Tulis ulang entri mulai dari baris yang memuat "The function indicates a point for each instance of the slushy" sampai akhir entri, dengan menukar "photo" menjadi "image". Bagian lain tidak diubah.

—————

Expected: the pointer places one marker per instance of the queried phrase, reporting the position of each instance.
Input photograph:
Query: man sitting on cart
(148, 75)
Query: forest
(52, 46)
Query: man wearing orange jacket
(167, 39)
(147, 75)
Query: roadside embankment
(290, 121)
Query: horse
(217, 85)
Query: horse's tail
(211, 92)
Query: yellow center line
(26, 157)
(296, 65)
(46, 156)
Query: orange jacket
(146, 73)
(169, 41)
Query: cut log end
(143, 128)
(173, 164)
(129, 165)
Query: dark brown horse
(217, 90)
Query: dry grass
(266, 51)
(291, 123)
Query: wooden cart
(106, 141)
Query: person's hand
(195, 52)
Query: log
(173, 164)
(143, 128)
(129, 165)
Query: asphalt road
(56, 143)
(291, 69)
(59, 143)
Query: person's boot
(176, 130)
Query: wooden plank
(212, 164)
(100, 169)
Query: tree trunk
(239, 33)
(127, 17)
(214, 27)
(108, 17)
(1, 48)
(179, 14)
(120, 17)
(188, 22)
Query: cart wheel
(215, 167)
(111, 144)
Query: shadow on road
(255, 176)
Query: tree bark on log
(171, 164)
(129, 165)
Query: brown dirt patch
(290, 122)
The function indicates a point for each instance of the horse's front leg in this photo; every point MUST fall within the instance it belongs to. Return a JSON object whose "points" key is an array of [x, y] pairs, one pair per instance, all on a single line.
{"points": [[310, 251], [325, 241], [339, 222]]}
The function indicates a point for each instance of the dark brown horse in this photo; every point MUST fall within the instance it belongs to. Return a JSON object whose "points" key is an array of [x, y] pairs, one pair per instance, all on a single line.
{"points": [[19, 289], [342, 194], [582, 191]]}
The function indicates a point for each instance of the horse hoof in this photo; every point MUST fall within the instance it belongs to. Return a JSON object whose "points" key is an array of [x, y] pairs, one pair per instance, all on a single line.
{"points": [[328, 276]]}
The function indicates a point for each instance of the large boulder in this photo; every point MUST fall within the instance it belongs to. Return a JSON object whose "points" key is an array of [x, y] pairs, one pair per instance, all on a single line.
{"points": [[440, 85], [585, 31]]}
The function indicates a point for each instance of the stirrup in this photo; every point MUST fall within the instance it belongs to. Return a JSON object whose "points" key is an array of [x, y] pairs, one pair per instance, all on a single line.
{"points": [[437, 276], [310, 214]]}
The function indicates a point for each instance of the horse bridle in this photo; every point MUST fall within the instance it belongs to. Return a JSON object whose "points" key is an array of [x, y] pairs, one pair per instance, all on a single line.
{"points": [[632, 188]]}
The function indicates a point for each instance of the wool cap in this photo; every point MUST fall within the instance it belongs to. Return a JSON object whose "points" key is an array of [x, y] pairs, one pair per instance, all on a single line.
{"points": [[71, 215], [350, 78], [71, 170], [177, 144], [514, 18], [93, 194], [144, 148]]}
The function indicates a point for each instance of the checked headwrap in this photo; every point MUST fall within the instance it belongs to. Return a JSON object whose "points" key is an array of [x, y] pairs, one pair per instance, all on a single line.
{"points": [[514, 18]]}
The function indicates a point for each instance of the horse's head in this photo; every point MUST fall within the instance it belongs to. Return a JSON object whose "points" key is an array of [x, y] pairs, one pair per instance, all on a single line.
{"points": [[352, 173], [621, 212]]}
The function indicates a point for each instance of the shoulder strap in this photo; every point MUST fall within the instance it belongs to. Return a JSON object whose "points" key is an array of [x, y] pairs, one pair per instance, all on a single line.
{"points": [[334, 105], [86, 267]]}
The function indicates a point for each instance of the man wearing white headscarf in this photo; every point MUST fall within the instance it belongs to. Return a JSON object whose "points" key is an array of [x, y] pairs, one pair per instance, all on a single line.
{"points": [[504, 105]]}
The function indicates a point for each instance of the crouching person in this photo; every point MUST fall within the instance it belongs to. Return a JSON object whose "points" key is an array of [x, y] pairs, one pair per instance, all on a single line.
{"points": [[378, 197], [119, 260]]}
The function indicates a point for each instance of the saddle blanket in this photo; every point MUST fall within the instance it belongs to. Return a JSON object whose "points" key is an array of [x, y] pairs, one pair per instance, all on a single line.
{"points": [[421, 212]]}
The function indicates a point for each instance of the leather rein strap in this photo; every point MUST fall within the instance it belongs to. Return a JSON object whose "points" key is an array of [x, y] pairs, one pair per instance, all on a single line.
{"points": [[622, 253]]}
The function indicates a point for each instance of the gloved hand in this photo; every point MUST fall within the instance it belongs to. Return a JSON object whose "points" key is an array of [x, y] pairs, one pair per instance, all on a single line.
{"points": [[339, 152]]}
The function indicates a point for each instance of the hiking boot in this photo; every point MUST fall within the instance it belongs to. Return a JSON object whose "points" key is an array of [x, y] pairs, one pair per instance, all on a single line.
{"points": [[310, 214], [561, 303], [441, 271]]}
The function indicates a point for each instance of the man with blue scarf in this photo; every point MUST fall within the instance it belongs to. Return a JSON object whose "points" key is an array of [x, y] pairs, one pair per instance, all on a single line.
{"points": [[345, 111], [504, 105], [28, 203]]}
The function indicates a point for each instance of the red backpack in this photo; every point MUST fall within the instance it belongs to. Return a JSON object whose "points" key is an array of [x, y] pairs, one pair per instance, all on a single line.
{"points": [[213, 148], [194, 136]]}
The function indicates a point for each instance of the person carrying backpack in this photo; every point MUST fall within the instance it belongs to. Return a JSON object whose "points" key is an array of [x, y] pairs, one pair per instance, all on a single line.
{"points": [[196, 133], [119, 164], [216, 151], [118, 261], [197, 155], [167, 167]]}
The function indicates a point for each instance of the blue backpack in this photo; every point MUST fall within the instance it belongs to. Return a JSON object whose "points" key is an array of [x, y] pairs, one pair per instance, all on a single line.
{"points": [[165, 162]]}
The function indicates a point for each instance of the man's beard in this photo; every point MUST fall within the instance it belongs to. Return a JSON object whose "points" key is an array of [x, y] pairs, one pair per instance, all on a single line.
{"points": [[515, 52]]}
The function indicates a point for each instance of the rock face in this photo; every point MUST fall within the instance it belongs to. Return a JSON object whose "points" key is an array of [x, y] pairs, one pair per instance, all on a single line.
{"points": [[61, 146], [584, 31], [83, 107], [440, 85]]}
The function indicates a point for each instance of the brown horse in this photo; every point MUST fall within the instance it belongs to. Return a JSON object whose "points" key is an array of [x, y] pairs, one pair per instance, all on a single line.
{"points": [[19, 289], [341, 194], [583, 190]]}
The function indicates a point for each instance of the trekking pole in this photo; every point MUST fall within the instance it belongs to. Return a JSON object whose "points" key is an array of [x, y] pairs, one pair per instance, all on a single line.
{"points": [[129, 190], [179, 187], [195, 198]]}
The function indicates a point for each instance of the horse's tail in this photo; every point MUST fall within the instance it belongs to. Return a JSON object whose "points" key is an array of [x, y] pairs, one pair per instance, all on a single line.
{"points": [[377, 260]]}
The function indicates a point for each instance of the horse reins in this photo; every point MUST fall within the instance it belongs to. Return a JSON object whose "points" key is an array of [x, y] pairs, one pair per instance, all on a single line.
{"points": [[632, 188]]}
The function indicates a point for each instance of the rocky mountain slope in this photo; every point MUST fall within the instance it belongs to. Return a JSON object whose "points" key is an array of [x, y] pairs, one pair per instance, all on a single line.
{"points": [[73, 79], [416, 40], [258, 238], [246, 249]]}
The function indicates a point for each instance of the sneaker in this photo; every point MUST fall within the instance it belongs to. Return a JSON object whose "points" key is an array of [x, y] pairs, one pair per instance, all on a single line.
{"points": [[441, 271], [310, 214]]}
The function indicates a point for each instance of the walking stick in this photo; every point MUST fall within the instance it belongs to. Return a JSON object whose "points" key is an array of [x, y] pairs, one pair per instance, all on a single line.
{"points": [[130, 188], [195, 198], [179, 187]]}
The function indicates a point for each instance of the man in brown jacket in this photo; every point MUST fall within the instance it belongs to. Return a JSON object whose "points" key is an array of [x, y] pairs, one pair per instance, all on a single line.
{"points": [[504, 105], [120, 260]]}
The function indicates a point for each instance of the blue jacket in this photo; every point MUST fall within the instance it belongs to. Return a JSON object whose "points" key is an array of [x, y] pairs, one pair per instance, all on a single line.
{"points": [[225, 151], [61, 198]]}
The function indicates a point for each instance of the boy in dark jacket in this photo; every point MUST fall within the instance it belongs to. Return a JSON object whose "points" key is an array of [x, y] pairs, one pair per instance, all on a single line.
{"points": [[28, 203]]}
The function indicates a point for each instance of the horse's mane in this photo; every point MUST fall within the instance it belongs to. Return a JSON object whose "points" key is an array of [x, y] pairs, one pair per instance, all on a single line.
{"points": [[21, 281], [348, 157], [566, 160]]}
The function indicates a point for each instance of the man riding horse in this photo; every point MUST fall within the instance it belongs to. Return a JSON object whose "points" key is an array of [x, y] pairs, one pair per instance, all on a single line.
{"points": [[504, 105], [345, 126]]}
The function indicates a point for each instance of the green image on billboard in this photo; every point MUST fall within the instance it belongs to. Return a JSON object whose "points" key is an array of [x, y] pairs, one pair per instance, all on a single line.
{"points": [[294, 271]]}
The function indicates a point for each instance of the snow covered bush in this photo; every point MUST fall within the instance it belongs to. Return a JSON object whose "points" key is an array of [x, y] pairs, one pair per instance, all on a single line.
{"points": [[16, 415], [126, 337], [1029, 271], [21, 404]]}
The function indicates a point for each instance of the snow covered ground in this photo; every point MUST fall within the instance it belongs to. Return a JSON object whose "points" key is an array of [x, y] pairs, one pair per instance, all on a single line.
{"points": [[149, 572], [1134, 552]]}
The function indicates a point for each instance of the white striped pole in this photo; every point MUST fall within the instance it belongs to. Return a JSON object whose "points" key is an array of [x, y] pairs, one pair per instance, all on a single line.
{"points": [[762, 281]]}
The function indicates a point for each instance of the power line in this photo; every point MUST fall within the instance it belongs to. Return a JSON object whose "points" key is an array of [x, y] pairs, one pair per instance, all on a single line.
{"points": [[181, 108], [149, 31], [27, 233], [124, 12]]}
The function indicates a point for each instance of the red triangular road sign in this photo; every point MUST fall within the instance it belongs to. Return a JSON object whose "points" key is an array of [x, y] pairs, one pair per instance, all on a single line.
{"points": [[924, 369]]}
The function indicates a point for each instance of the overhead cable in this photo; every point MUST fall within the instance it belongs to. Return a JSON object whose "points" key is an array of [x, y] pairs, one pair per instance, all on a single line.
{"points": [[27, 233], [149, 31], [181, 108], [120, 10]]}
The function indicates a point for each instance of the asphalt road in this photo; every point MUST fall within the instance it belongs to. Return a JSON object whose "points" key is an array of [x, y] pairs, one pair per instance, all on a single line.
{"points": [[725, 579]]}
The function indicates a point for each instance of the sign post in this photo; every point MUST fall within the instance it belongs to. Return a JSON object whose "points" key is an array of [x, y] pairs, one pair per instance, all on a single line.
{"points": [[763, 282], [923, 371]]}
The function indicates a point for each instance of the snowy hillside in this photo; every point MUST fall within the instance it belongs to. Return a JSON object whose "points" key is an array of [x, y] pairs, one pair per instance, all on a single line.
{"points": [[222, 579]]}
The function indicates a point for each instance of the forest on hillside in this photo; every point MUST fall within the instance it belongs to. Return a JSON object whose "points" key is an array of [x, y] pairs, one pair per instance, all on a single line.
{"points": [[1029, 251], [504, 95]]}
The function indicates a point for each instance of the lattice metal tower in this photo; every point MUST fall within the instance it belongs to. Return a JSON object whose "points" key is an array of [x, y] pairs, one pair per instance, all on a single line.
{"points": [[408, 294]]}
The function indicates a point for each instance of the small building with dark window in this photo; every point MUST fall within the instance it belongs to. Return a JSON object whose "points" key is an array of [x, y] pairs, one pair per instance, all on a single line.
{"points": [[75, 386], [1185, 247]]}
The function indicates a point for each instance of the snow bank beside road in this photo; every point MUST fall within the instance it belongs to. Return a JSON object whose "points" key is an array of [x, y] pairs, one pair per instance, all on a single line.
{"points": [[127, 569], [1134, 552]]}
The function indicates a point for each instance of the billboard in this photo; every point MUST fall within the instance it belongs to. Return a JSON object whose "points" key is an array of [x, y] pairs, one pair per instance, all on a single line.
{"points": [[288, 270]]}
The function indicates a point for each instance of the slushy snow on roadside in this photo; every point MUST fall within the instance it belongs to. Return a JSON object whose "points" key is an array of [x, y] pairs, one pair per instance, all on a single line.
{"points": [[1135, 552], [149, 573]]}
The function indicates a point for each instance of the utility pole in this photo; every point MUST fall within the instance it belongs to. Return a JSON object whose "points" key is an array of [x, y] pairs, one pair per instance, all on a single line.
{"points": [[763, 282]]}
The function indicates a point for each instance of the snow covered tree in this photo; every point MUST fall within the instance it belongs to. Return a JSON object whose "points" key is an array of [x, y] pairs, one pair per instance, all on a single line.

—————

→ **Jawabannya berikut**:
The function indicates a point for each instance of the slushy snow on roadside in this image; every point MUST fall within the instance it belongs to. Return a JSON object whose "points" key is an array of [x, y] pairs, one pair per instance, all on a single line.
{"points": [[1135, 552], [149, 573]]}
The function indicates a point for each instance of the utility pole in this image; every point MUST fall within the instance it belongs to. Return a JSON object whose "points" key is an array of [x, y] pairs, one pair per instance, all on a single line.
{"points": [[763, 282]]}
The function indicates a point for each instance of the snow covered tree in this image; every point MUST fall within the instance it belongs to. Return a JSON object whose "points" key is an array of [x, y] pairs, one pair per instance, all on a single line.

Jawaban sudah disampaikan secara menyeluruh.